**TASK TO CARRY OUT:** Repeat, word for word, the lines of the rows below, from the line holding "of the navy" through the final line of the rows, inclusive.

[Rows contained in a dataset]
################

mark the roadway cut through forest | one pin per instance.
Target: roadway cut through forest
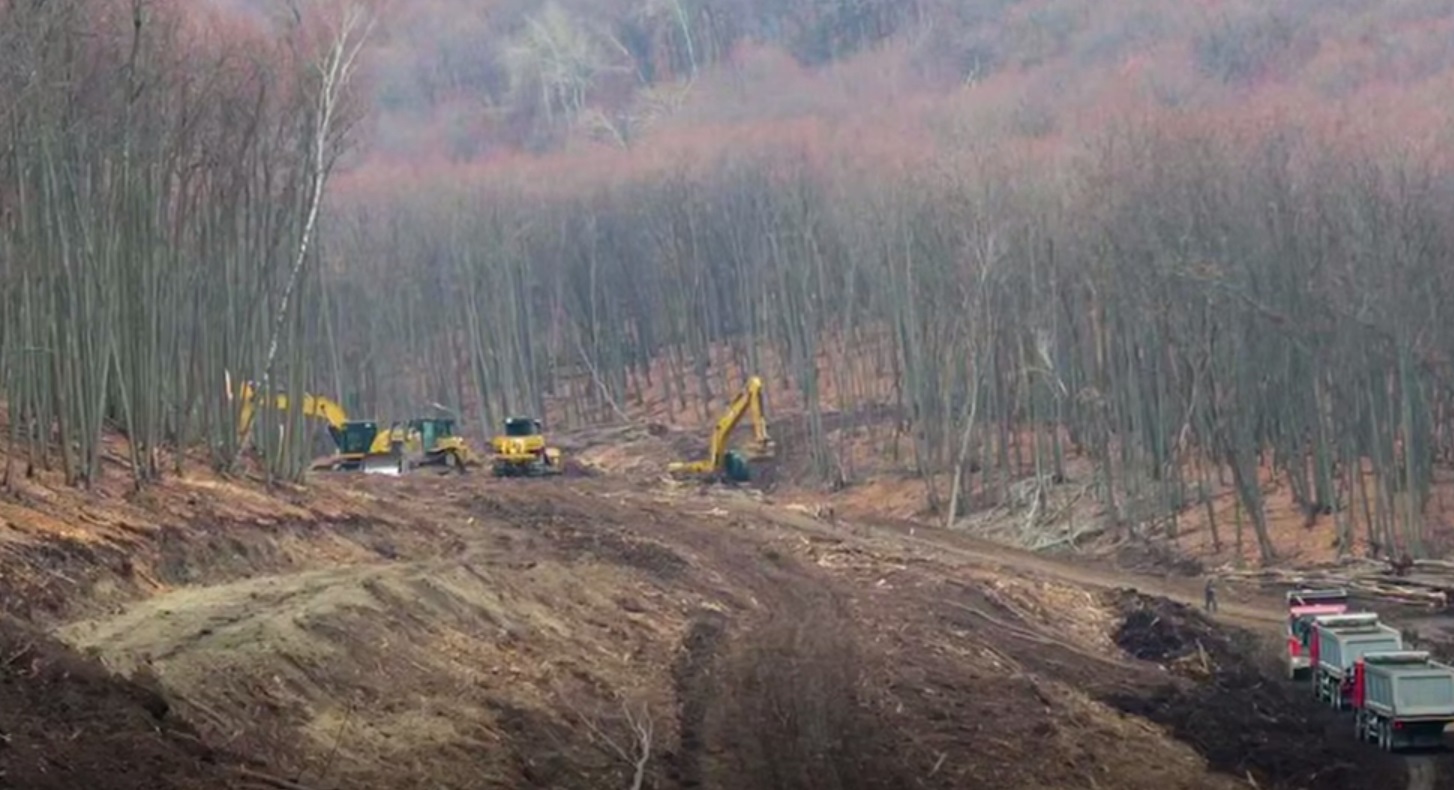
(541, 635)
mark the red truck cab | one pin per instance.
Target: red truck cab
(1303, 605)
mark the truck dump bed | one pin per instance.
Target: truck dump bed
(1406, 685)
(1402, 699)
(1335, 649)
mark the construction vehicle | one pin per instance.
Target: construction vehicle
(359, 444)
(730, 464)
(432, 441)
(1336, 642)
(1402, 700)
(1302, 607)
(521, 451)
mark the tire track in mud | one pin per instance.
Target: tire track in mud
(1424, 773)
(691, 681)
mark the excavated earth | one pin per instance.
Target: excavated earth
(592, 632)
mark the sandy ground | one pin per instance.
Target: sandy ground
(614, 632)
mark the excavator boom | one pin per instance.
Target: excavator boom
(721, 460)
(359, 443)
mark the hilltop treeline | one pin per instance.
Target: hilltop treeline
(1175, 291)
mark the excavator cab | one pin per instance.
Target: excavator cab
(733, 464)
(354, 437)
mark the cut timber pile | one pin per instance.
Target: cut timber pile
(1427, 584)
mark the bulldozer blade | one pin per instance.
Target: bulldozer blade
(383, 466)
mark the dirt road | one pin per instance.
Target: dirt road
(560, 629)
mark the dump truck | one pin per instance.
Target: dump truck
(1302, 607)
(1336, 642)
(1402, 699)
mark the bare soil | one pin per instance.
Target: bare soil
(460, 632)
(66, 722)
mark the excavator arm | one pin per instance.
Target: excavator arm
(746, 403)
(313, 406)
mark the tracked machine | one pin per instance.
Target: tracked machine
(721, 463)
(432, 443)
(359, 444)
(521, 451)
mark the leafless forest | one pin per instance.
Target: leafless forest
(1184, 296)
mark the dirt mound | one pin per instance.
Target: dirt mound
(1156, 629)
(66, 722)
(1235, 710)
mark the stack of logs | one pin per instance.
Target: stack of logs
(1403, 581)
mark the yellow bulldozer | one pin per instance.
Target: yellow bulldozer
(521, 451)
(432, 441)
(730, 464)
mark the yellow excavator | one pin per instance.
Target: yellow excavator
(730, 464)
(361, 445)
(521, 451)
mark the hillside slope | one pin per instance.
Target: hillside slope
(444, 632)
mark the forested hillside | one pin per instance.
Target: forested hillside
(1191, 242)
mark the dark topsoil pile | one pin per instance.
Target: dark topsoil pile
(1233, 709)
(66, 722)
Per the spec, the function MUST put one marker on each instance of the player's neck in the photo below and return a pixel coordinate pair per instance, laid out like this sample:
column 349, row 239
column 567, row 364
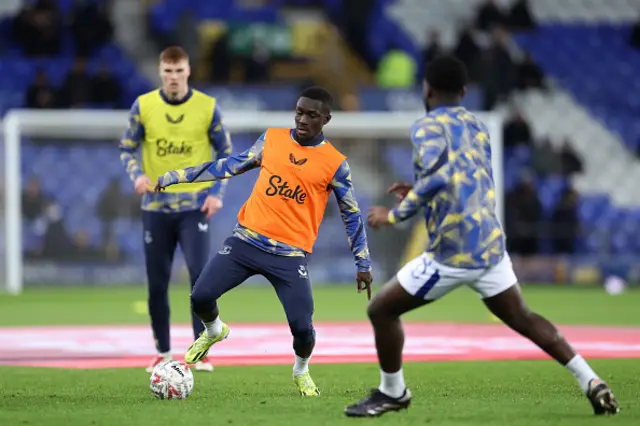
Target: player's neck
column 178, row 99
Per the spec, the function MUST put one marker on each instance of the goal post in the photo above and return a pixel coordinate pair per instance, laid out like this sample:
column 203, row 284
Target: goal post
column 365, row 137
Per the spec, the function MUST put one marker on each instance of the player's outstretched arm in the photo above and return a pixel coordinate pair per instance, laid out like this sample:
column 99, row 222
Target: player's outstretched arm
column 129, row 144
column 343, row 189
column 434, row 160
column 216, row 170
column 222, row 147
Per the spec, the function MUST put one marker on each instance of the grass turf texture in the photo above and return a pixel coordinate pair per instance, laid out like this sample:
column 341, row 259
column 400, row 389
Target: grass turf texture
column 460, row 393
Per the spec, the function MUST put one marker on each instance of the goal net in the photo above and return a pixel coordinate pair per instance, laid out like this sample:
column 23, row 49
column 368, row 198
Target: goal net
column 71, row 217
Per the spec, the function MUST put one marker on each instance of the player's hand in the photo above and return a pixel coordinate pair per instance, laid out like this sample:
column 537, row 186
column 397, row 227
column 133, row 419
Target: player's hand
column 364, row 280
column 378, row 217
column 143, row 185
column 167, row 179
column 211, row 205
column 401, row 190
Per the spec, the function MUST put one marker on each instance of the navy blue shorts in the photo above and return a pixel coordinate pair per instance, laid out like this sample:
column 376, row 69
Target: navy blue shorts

################

**WRITTEN RESPONSE:**
Per the spec, the function MUST put one marker on each instance of the navy blue shorts in the photo above and return a pixel coordinate pair per instance, laid out like this sample:
column 376, row 69
Target: navy blue shorts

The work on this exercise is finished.